_Text segment_
···

- Born: 25 June 1961 Rujište, SR Serbia
- Occupation: Historian
- Years active: 1985–
- Known for: contributions to Serb medieval history
- Title: Professor

Academic background
- Thesis: 'Humska zemlja u srednjem veku' (1990)

Academic work
- Institutions: Faculty of Philosophy, University of Belgrade
- Notable works: Humska zemlja u srednjem veku Srpsko selo u srednjem veku

= Siniša Mišić =

Serbian historian

Siniša Mišić (Синиша Мишић; born 1961) is a Serbian historian specializing in medieval history.

···

_Records_
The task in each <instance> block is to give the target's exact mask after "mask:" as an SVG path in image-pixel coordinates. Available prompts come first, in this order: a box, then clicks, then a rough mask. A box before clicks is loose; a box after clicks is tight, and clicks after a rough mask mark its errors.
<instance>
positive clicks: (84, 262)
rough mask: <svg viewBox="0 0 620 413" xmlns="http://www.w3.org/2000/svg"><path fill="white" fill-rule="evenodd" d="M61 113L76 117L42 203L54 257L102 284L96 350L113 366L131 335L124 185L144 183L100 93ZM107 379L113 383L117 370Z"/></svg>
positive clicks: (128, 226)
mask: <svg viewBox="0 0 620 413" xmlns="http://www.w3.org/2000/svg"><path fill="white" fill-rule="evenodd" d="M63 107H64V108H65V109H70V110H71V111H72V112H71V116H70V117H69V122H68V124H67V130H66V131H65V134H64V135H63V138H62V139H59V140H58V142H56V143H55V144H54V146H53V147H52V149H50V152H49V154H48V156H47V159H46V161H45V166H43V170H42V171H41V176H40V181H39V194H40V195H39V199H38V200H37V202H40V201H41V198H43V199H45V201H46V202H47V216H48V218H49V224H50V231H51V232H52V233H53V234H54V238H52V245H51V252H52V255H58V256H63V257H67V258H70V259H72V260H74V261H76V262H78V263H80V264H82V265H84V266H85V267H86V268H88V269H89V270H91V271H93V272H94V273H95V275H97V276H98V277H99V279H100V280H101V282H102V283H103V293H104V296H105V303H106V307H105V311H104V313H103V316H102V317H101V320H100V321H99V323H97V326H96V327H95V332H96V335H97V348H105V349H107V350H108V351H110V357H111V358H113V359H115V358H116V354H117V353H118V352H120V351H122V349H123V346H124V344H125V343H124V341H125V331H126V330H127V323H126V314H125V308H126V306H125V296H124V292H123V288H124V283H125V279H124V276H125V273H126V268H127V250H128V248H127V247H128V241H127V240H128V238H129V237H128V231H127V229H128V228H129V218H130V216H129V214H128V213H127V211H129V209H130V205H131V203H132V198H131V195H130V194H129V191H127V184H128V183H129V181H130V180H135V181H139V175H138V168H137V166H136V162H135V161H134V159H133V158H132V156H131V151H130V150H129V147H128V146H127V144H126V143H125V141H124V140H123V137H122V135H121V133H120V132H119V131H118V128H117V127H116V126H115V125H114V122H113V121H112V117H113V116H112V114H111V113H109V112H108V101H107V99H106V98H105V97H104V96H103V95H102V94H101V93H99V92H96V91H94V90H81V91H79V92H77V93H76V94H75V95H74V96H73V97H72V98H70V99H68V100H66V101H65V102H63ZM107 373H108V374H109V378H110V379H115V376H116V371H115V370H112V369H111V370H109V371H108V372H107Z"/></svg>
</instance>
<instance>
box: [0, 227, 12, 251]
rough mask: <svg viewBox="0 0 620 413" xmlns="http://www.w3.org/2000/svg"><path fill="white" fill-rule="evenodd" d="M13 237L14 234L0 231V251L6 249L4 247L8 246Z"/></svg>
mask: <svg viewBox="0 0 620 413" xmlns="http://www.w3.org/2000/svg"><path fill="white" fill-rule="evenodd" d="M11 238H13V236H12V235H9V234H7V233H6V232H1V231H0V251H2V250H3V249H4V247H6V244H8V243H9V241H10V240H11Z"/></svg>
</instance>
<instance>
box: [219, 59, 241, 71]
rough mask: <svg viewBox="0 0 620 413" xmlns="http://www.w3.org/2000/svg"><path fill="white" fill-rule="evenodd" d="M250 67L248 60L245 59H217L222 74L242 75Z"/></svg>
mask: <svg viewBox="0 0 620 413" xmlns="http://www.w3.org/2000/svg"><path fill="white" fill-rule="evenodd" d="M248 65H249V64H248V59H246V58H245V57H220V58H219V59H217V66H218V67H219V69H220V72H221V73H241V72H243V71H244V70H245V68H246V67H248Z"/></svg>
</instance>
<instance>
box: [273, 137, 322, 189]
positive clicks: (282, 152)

···

_Study questions_
a: In the stretch of the listing from its first line through the line containing "positive clicks: (128, 226)", change "positive clicks" to "foreground clicks" and leave everything else as it is.
b: Extend the profile of the Serbian historian Siniša Mišić, picking up after its final sentence.
The Siniša Mišić profile and the listing are unrelated.

_Responses to the exercise_
a:
The task in each <instance> block is to give the target's exact mask after "mask:" as an SVG path in image-pixel coordinates. Available prompts come first, in this order: a box, then clicks, then a rough mask. A box before clicks is loose; a box after clicks is tight, and clicks after a rough mask mark its errors.
<instance>
foreground clicks: (84, 262)
rough mask: <svg viewBox="0 0 620 413" xmlns="http://www.w3.org/2000/svg"><path fill="white" fill-rule="evenodd" d="M61 113L76 117L42 203L54 257L102 284L96 350L113 366L131 335L124 185L144 183L100 93ZM107 379L113 383L117 370Z"/></svg>
foreground clicks: (128, 226)

b:
Mišić was born on 25 June 1961 in Rujište, Boljevac municipality. He studied history at the Faculty of Philosophy in Belgrade and graduated in 1985. In 1995 he became a docent, in 2002 an associate professor, and in 2008 a regular professor in Serb medieval history, historical geography and Old Slavic language. His work Humska zemlja u srednjem veku ("Hum land in the Middle Ages") is acclaimed. In 2020, he authored Srpsko selo u srednjem veku ("Serb village in the Middle Ages").

==Work==

- Mišić, Siniša (2019). "Српско село у средњем веку"
- Mišić, Siniša (2014). "Историјска географија српских земаља: од 6. до половине 16. века"
- Mišić, Siniša (2010). "Петрушко и Липовачко крајиште од половине XIV века до 1459. године"
- Mišić, Siniša (2007). "Делиград од устанка ка независности: 1806-1876. : зборник радова са међународног научног скупа одржаног 2. септембра 2006. године у Алексинцу"
- Mišić, Siniša (2003). "Територијално-управна организација Полимља (XII-XIV век)"

==See also==
- List of Serbian historians

==Sources==
- "Prof. dr Siniša Mišić"
- Koprivica, Marija (2025). "Синиша Мишић (1961)"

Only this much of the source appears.